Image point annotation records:
################

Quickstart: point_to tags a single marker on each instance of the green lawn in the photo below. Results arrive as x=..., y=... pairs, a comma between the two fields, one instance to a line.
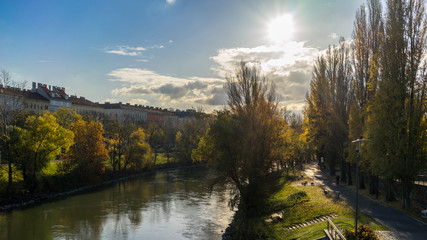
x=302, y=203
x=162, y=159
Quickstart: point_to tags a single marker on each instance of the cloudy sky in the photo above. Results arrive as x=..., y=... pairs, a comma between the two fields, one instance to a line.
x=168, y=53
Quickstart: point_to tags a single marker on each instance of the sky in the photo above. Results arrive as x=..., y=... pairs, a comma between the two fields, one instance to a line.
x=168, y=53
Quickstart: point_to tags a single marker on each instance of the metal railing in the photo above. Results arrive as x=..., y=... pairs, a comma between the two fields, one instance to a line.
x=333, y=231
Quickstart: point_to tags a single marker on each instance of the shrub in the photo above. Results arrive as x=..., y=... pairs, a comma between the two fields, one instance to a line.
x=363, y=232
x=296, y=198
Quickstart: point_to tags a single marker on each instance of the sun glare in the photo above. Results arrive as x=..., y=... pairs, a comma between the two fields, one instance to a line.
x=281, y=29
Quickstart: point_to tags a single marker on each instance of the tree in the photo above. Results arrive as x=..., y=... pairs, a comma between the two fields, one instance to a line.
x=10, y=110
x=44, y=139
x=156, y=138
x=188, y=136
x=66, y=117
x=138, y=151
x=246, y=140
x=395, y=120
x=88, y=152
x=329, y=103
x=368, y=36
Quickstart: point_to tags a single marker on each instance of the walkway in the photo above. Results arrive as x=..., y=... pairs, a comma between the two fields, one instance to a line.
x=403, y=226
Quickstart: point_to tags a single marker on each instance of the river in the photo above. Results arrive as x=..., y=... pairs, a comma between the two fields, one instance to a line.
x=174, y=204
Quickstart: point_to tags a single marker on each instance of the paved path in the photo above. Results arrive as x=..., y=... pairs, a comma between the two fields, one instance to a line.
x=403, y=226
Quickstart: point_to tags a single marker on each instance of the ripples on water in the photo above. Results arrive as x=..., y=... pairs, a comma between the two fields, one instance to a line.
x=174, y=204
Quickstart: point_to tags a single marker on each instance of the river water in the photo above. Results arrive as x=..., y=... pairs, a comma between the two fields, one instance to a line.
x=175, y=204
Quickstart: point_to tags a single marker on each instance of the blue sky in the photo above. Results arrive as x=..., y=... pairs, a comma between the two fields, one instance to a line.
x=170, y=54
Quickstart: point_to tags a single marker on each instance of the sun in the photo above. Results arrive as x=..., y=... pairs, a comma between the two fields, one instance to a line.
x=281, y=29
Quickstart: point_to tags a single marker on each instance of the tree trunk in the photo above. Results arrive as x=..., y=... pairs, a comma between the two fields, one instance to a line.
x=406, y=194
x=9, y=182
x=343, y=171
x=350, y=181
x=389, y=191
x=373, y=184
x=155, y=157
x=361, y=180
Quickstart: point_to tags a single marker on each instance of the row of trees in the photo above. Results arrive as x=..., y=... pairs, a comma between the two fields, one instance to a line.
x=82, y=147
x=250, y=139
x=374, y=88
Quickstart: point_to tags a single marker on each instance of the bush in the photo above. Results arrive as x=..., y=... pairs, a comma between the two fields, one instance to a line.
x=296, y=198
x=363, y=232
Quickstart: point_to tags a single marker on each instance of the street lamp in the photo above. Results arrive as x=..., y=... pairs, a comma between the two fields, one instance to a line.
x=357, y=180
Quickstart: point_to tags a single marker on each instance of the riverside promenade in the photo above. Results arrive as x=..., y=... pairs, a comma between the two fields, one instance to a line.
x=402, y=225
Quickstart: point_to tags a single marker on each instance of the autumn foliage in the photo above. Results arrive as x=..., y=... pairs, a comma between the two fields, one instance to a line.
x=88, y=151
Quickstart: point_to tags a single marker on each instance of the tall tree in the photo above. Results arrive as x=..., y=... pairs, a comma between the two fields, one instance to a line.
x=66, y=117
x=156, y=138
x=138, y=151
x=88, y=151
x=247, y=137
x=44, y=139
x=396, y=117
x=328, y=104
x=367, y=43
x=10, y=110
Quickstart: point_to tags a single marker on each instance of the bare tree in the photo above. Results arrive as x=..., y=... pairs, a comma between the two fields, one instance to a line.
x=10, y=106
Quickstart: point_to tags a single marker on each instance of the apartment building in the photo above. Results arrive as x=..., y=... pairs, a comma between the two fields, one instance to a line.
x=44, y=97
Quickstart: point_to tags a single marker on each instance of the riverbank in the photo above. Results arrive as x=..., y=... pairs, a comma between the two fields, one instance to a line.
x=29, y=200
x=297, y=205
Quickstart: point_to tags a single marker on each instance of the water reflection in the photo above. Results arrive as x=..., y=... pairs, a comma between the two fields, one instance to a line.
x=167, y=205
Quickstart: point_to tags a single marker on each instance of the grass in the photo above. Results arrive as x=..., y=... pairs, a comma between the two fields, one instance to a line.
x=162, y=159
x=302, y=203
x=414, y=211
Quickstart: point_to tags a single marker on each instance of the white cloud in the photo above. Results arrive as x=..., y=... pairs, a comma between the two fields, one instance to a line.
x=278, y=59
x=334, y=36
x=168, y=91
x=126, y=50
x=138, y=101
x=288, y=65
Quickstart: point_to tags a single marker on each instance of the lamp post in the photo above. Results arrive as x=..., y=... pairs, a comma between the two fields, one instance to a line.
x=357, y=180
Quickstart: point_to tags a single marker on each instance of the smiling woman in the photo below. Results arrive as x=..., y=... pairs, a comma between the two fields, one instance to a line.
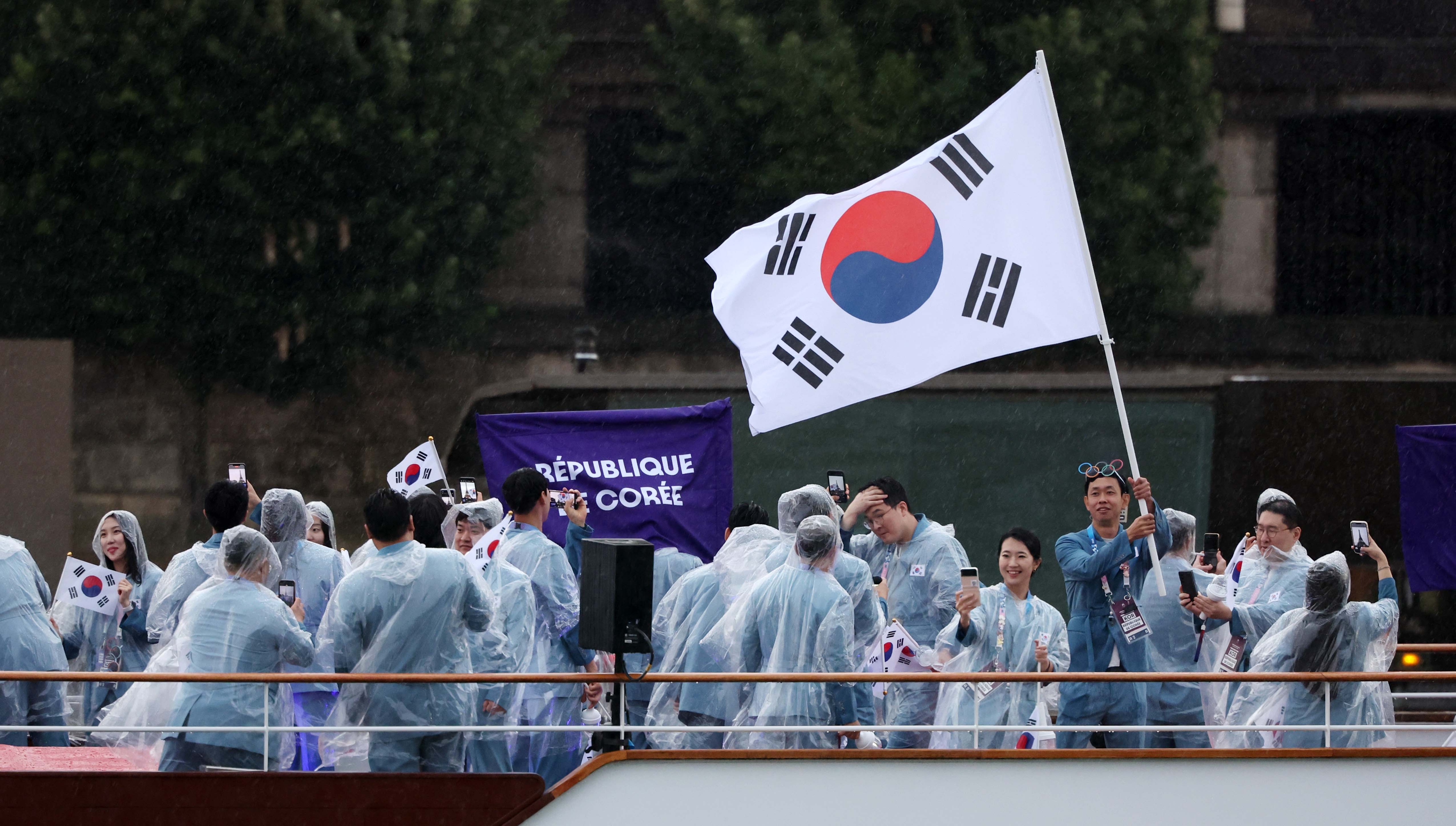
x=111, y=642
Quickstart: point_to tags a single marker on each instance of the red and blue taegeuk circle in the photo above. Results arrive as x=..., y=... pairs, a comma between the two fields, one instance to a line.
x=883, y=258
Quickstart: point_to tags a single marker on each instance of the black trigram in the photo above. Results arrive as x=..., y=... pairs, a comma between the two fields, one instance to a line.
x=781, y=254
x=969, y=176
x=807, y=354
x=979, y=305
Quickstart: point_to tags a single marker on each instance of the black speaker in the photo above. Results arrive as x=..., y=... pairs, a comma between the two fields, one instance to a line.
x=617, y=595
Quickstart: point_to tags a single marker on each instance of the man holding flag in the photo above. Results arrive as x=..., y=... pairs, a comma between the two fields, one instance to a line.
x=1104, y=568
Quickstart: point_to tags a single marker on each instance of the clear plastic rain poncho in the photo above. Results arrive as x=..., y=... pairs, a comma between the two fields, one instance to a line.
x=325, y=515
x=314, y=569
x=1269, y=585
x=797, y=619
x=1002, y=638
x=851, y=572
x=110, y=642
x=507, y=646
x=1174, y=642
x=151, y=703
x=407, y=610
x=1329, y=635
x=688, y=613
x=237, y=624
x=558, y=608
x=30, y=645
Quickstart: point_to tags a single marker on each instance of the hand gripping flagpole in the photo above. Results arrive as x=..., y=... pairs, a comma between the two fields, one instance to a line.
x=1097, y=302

################

- What you have to do: Copy every one of the records above word for word, omitting the pictures.

- Solution to this task:
Quickstart: point_to tags a single marker on each instance of the green lawn in the photo below. Results arrive as x=..., y=... pairs, a comma between the two fields, one instance to a line.
x=302, y=203
x=162, y=159
Quickstart: point_to tags a single marker on each instance of the cloudy sky in the photo above. Results arrive as x=..., y=... pairs, a comma between the two fields, one instance to a line.
x=168, y=53
Quickstart: point_to tags a single marker on each instance of the sky in the photo above. Results arrive as x=..., y=... pairs, a comma between the two fields, one instance to a line.
x=168, y=53
Quickstart: point_to tags a single marker on each instance of the metal railing in the photo above. Results arrive as x=..., y=... pairs, a comma between the two fields, one instance to a line.
x=333, y=231
Quickstart: point_to tags a single marker on each instance of the shrub in the photo above. Results arrive as x=..., y=... pairs, a comma between the two fields, one instance to a line.
x=363, y=232
x=296, y=198
Quickstart: point_to tags a single marker on each instance of the sun glare in the photo above. Results arrive as x=..., y=... pairs, a comma between the two fields, one instance to a line.
x=281, y=29
Quickstart: point_to tags a single marker on each instance of the tree in the photo above. Results arrive as x=..., y=... pairs, a comma between the two fields, one instance to a line.
x=10, y=110
x=44, y=139
x=156, y=138
x=188, y=136
x=66, y=117
x=138, y=151
x=246, y=140
x=395, y=120
x=88, y=152
x=329, y=103
x=368, y=36
Quickstart: point_to tags a single marker on each instance of the walkway in the photo above. Results arrive as x=..., y=... pairs, a comma between the two fields, one instance to a line.
x=403, y=226
Quickstart: point_to tags a single marker on each instance of the river in the photo above. Results arrive as x=..., y=... pairs, a comma between the two fields, one instance to a line.
x=174, y=204
Quickstart: point_to tags a single marker on each instance of the paved path in the photo above. Results arrive as x=..., y=... pairs, a comma between the two fields, one instance to a line.
x=403, y=226
Quickstart: point_to tags a single marker on each instance of the ripples on water in the photo above. Results arrive as x=..., y=... pairs, a comma between the two fields, one instance to a line.
x=174, y=204
Quickstart: point_to tags a single marker on each instance of the river water in the photo above. Results arrive as x=..., y=... pairs, a comma between the two fields, one instance to a line.
x=175, y=204
Quickstart: point_to tags a single marker on each instance of the blue sky in the photo above. Results arrive as x=..., y=... pairs, a comma between the two fields, one instance to a line.
x=170, y=54
Quickstart: point_to tags a single marker on each instance of the sun in the photo above. Results arrive as x=..., y=... pairs, a comma between the two fields, one instance to a line.
x=281, y=29
Quickstart: point_to tags a single marker on each instance of the tree trunk in the photo above. Results arrive as x=..., y=... pairs, a comma between the two fields, one instance to a line.
x=406, y=194
x=9, y=182
x=343, y=171
x=350, y=181
x=389, y=191
x=373, y=184
x=155, y=157
x=361, y=180
Quickstart: point_to tags a single marker on each instance of the row of trees in the photo above. Results arrive as x=..., y=... pairs, a comma between the two fields, one instance to a line.
x=82, y=147
x=250, y=139
x=374, y=88
Quickstart: point_to tags a single marker on each instance of the bush in the photo above. Results arrive as x=..., y=... pairs, a comma between the two fields, one instance to a line.
x=296, y=198
x=363, y=232
Quickstart: point_to tags a single marker on each instance of the street lamp in the photo above. Results arrive as x=..., y=... pairs, a comma between the two fields, one instance to a line.
x=357, y=180
Quickstart: point_to tags a single marker on each instance of the riverside promenade in the photo above. Results arrive as x=..., y=... pairs, a comma between the two fields, one instance to a line.
x=402, y=225
Quickstart: point_to tags a single marker on each instance of the autumn foliage in the photo above. Results arrive as x=..., y=... pairs, a comma between the two fields, one instance to a line.
x=88, y=151
Quickstart: point_to tags a single marker on each instance of the tall tree in the photo above. Results arrive as x=..., y=... pairs, a comma between the two fields, one instance to a line.
x=66, y=117
x=156, y=138
x=138, y=151
x=88, y=151
x=247, y=137
x=44, y=139
x=396, y=117
x=328, y=104
x=367, y=43
x=10, y=110
Quickstart: point_to tags a single marker on each instance of the bare tree in the photo above. Results arrive as x=..., y=... pairs, a comma between the two fields, one instance to a line.
x=10, y=106
Quickstart: point_to tags a single marker on each instance of the apartment building in the photo above. Results arrive as x=..., y=... pairs, a comma between the two fields, one instance to a line.
x=44, y=97
Quickstart: point_to tags a single marker on each instance of the riverbank in the photo above. Results arrive as x=..., y=... pairs, a comma between the two fields, one instance to a line.
x=29, y=200
x=297, y=205
Quickstart: point_to tags a single marker on each instance of the water reflection in the photo above. Results arrive as x=..., y=... pairs, a comma between the two fields, one instance to a line.
x=167, y=205
Quickstart: point_to tags a single marker on each instance of the grass in the photo above. Results arrive as x=..., y=... pairs, a comma between the two fields, one instance to a line.
x=162, y=159
x=302, y=203
x=414, y=211
Quickstart: point_to tags a single marker on each instance of the white cloud in the photo above. Results arrive as x=..., y=... pairs, a comma between the two fields, one instance to a line.
x=278, y=59
x=334, y=36
x=168, y=91
x=126, y=50
x=138, y=101
x=288, y=65
Quickstart: point_to tags a single marker on each instance of the lamp post in the photo above. Results arrive as x=..., y=... pairs, a comma between the two fields, one instance to a line.
x=357, y=180
Quickstart: point_to tags a single marker on each instance of the smiling woman in the photo below. Results arrive as x=..., y=... pairs, a comma between the two fields, one instance to a line.
x=111, y=642
Quickstart: point_to tags a single marker on each instance of the red and blue taegeuk circle in the photo above. Results arrive as x=..., y=... pairs, a comma between the two fields, one instance to a line.
x=883, y=258
Quickstart: point_to tags a single marker on each instance of the black trigram in the photo above. Results arrive as x=..., y=... pairs, a comma between the two fields, one instance to a line.
x=781, y=254
x=969, y=176
x=807, y=354
x=979, y=305
Quickstart: point_to tags a single marker on each instance of the black speaker in the photo above. Results arrive as x=..., y=... pairs, a comma between the two fields, one instance to a line.
x=617, y=595
Quickstart: point_to tags a single marker on each instance of the man holding flag in the photo above. Results arrive as x=..., y=... pairs, a comma between the two fields, one instance to a line.
x=1104, y=568
Quickstart: point_to tags a single marker on each instance of the clear plastic rain poncho in the photo above. Results arrive as x=..., y=... pairs, a comma between the two fields, one instance to a line.
x=325, y=515
x=314, y=569
x=1269, y=585
x=797, y=619
x=1002, y=638
x=851, y=572
x=110, y=642
x=507, y=646
x=1174, y=642
x=151, y=703
x=407, y=610
x=1329, y=635
x=688, y=613
x=237, y=624
x=558, y=608
x=30, y=645
Quickstart: point_to tags a single marker on each instance of the hand gripping flagpole in the photo above. Results arrive as x=..., y=... pairs, a comma between the two fields, one instance to a line.
x=1097, y=302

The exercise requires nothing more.